-------- Passage provided
UN gathering seeks aid for Pakistan after devastating floods
A United Nations conference on Monday drummed up funds and other support to help Pakistan cope with the fallout of last summer’s devastating flooding, which the U.N. chief called a “climate disaster of monumental scale” that killed more than 1,700 people in the immediate aftermath. Millions are still living near contaminated and stagnant flood waters.
Pakistani Prime Minister Shahbaz Sharif and U.N. Secretary-General António Guterres attended in-person, while world leaders such as French President Emmanuel Macron and Turkish President Recep Tayyip Erdoğan took part virtually, as many countries chipped in to better help Pakistan pull together an estimated $16.3 billion that’s needed to help the country rebuild and recover.
Authorities in Pakistan hope about half of that funding need will come from the international community. Responding to Pakistan’s appeal, the Islamic Development Bank pledged to contribute $4.2 billion for reconstruction in flood-hit areas across the country. Brian Denver, of the Permanent Mission of the United States to the United Nations, also said Washington “is pledging an additional $100 million of recovery funding, bringing the U.S. government’s total contribution to more than $200 million since the middle of August.”
The announcement was quickly hailed by Pakistan. Information Minister Marriyum Aurangzeb tweeted that international community and development partners “are demonstrating exemplary compassion for flood victims.”
The conference has shaped up as a test case of just how much the rich world will pitch in to help developing-world nations like Pakistan manage the impact of climatic swoons, and brace for other disasters.
“We need to be honest about the brutal injustice of loss and damage suffered by developing countries because of climate change,” Guterres told the gathering. “If there is any doubt about loss and damage — go to Pakistan. There is loss. There is damage. The devastation of climate change is real.”
Guterres said that people in South Asia are 15 times more likely to die from climate impacts than elsewhere, and his “heart broke” when he saw the devastation left behind from Pakistan’s floods.
----------------
-------- Entries
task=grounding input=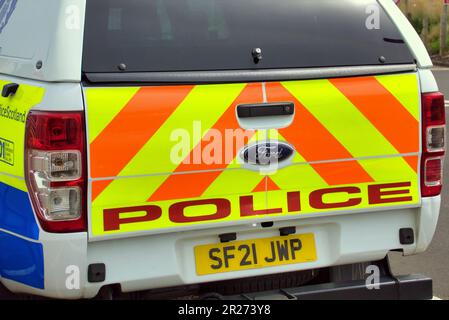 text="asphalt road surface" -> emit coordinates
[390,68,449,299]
----------------
-------- Entries
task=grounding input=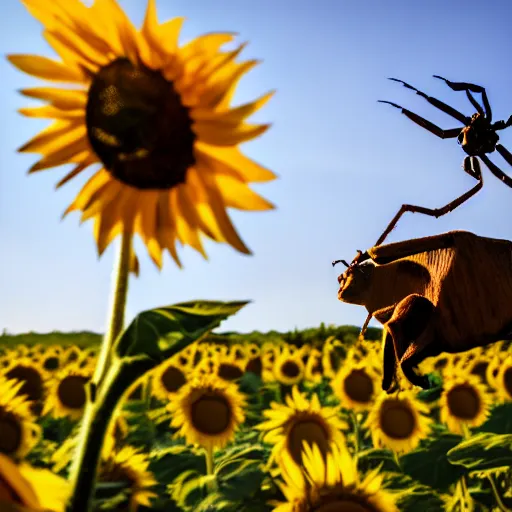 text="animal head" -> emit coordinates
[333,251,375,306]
----------------
### [Written instruction]
Using the Pakistan flood article, say whether each statement agrees with it: (a) Guterres attended the conference in person; (b) the Islamic Development Bank pledged $100 million; (c) Erdoğan took part virtually. Answer yes or no for each, quoting the words that decide it. The rows are separate material and have no connection to the Pakistan flood article.

### [Result of this task]
(a) Yes: "Pakistani Prime Minister Shahbaz Sharif and U.N. Secretary-General António Guterres attended in-person"
(b) No: "the Islamic Development Bank pledged to contribute $4.2 billion for reconstruction in flood-hit areas across the country"
(c) Yes: "world leaders such as French President Emmanuel Macron and Turkish President Recep Tayyip Erdoğan took part virtually"